_Zu erledigen_.
1) Warum kommt es laut der Flughafensprecherin im Textauszug vermehrt zu Slotsperren für die Kleinaviatik? Erklären Sie dies in ein bis drei Sätzen.
2) Drucken Sie aus dem Textauszug den Abschnitt von „Der Flughafen bestätigt, dass“ bis „des Linienverkehrs verstanden.“ wortgetreu ab.
3) Zählen Sie alle Namen von Personen und Organisationen auf, die im Textauszug vorkommen.

Wie Mobimag weiss, kam es in jüngerer Vergangenheit immer öfter vor, dass der Flughafen kurzfristig sogenannte Slotsperren für die Kleinaviatik verhängte, zu der auch die Rundflüge zählen. Ihnen ist es damit untersagt, am grössten Schweizer Flughafen zu starten und zu landen. Ein MFGZ-Mitglied, das anonym bleiben will, sagt, in den vergangenen Jahren seien die Slotzeiten immer stärker eingeschränkt worden. «Der Flughafen macht uns ständig klar, dass wir für ihn in erster Linie ein Störfaktor sind und er auch kein Interesse an Rundflügen hat.»
Oft würden die Slots vorsorglich wegen möglicher Wettereinschränkungen gestrichen. Es sei angesichts der Haltung des Flughafens nachvollziehbar, dass die MFGZ die Rundflüge nun streiche, damit wenigstens die Mitglieder ihre privaten Flüge durchführen könnten.
Der Flughafen bestätigt, dass es vermehrt zu Slotsperren für die Kleinaviatik kommt. «Slots werden am Flughafen immer knapper und im Rahmen der Prioritätenregelung ist die General Aviation nachrangig priorisiert», sagt Sprecherin Bettina Kunz. Darunter wird grob gesagt die zivile Luftfahrt mit Ausnahme des Linienverkehrs verstanden.

_Bereitgestellte Daten_.
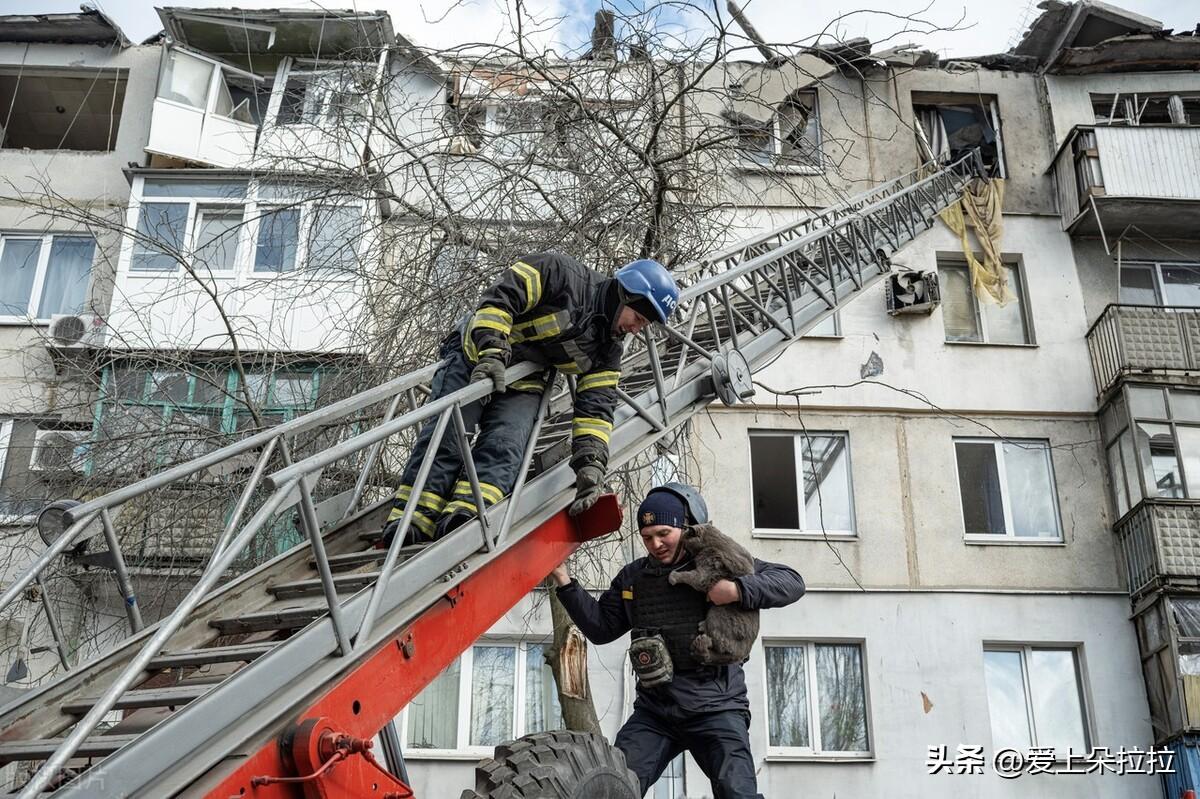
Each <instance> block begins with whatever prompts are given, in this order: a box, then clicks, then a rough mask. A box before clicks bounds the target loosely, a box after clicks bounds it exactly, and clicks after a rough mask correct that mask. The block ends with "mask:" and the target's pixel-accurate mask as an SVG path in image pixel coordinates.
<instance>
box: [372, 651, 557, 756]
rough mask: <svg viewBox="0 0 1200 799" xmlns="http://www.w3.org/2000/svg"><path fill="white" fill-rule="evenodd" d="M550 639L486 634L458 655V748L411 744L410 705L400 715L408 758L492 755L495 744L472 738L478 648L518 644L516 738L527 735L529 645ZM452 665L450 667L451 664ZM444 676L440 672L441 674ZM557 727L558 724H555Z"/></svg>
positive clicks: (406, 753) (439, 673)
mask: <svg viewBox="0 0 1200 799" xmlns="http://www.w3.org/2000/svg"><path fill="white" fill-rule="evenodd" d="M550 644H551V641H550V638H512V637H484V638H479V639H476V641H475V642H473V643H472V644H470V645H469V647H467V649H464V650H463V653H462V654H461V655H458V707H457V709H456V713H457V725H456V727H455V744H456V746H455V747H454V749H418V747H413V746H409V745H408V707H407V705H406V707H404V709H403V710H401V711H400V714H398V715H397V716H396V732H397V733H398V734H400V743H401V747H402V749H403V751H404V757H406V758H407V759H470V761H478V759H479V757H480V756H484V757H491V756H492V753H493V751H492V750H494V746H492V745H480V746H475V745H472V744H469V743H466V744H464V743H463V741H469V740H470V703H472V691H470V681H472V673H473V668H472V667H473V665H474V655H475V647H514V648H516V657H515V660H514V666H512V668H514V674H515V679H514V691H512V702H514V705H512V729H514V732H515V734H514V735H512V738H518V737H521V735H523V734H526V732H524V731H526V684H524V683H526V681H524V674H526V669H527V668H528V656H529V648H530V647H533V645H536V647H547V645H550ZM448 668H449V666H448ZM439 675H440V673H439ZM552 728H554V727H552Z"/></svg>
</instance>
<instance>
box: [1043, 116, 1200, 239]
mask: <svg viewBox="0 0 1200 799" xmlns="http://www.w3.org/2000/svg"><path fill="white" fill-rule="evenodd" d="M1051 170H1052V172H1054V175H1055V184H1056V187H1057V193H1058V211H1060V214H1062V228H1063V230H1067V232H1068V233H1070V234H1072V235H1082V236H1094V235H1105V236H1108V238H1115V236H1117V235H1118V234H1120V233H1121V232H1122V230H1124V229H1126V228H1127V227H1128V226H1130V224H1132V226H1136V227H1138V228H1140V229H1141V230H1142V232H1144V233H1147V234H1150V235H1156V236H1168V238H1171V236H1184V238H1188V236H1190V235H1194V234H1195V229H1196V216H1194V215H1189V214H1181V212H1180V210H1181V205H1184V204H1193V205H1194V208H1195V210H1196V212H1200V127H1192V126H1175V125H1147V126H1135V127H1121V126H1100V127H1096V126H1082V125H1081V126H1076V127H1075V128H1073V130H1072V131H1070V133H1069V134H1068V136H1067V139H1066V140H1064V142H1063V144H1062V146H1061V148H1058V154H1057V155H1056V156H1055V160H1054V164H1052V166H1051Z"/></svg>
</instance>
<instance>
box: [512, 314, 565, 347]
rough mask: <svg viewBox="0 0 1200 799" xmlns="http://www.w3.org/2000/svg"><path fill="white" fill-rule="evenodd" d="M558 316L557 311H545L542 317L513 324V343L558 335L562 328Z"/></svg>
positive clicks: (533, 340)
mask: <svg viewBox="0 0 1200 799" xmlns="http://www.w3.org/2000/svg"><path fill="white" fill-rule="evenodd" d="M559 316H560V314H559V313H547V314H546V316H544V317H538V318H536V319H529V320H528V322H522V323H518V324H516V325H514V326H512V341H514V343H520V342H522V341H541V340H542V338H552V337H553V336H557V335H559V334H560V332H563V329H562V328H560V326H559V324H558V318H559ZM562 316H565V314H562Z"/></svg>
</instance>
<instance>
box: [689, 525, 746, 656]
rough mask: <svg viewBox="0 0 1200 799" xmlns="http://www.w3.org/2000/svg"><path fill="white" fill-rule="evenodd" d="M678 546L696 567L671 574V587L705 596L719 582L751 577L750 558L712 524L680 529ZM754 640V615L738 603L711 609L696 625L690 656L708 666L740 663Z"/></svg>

_Lösungen_.
1) Laut der Sprecherin werden die Slots am Flughafen immer knapper. Zudem ist die General Aviation im Rahmen der Prioritätenregelung nachrangig priorisiert.

2)
Der Flughafen bestätigt, dass es vermehrt zu Slotsperren für die Kleinaviatik kommt. «Slots werden am Flughafen immer knapper und im Rahmen der Prioritätenregelung ist die General Aviation nachrangig priorisiert», sagt Sprecherin Bettina Kunz. Darunter wird grob gesagt die zivile Luftfahrt mit Ausnahme des Linienverkehrs verstanden.

3)
- Mobimag
- MFGZ
- Bettina Kunz